- **Task directions**
Can you reproduce every one of the records below word for word, in the same order, without changing anything?

- **Source material**
▼

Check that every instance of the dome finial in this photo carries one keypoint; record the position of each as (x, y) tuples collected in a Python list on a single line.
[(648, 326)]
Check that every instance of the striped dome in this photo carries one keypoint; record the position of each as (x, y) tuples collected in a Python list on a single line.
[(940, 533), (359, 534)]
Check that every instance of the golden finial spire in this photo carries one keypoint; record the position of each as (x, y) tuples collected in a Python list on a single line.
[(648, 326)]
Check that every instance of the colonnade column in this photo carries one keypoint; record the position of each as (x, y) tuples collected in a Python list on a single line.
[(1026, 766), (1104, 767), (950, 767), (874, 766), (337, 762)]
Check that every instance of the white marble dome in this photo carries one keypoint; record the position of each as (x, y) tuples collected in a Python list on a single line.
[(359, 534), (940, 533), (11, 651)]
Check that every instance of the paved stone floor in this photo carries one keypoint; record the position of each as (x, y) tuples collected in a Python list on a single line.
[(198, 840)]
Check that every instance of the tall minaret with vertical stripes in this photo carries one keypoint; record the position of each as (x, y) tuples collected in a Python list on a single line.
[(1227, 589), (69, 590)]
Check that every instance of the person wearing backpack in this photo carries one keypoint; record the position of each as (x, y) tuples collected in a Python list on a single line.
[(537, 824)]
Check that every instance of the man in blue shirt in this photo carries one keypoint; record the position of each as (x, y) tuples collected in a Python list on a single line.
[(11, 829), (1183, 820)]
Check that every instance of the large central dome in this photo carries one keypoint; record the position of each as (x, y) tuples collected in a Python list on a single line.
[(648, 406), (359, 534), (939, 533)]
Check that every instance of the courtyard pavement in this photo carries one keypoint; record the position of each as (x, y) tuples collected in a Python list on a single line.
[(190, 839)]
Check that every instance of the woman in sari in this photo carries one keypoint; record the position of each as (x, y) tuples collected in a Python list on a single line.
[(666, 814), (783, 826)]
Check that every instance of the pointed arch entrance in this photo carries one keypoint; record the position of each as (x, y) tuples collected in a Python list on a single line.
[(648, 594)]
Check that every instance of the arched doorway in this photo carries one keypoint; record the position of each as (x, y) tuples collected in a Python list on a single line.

▲

- **Answer in full**
Check that every instance of the dome finial in this photo carries one keypoint; record the position of each as (x, y) tuples collected in a Python list on a single line.
[(648, 326)]
Check that every instance of the striped dome in this photo carries one keypoint; record the position of each as (x, y) tuples collected in a Python list on a single line.
[(940, 533), (359, 534)]
Check that every instance of the golden finial spire in this photo carries one keypoint; record the position of each as (x, y) tuples collected in a Python list on a single line.
[(648, 326)]
Check that every instance of the colonnade column in this photo carries one keypoint; record the position of each as (x, y) tuples collected in a Python list on a single line.
[(1026, 766), (1104, 767), (950, 767), (874, 766), (337, 762)]
Check that every instance of the white marble dome in this photo carries one keypoint; record the position of each as (x, y) tuples collected in a Python list on a single line.
[(359, 534), (940, 533), (11, 651)]
Check that every instance of the paved stone floor in this photo carries one keypoint; record the position of each as (x, y) tuples collected in a Python list on a single line.
[(198, 840)]
Check that every instance of the tall minaret with vertical stripes in this photo carries one keypoint; record the position of each as (x, y) tuples collected in a Python list on a single line.
[(1227, 589), (69, 590)]
Check that every instance of the person wearing backpack in this photo carries one keypoint; record the position of each as (x, y) tuples collected in a Python list on a single line.
[(537, 824)]
Check that every instance of the man in blue shirt in this photo carries one keypoint; record the position of each as (x, y) tuples collected in a Python list on a single line.
[(11, 829), (1183, 820)]
Check that every instance of the large central dome in this photo carries one keypoint; record the position of each as (x, y) tuples collected in a Python list on a single line.
[(648, 406), (359, 534), (939, 533)]
Check that every instance of the courtyard pavement in this photo carries one keypoint; record the position of each as (x, y) tuples collected in a Python list on a single line.
[(190, 839)]
Check that every instance of the woman in sari in this photo carries one keypoint; record the position of each as (x, y) tuples collected in a Python list on a single line.
[(666, 814), (783, 826)]
Check that every instance of the pointed arch entrance in this photo carries one keypoint; record the position of each as (x, y) tuples collected in a Python list on a single line.
[(648, 594)]
Check that every instance of the arched doorway in this photo carries one keypoint; record the position of each as (x, y) tuples collected in a Python list on a single line.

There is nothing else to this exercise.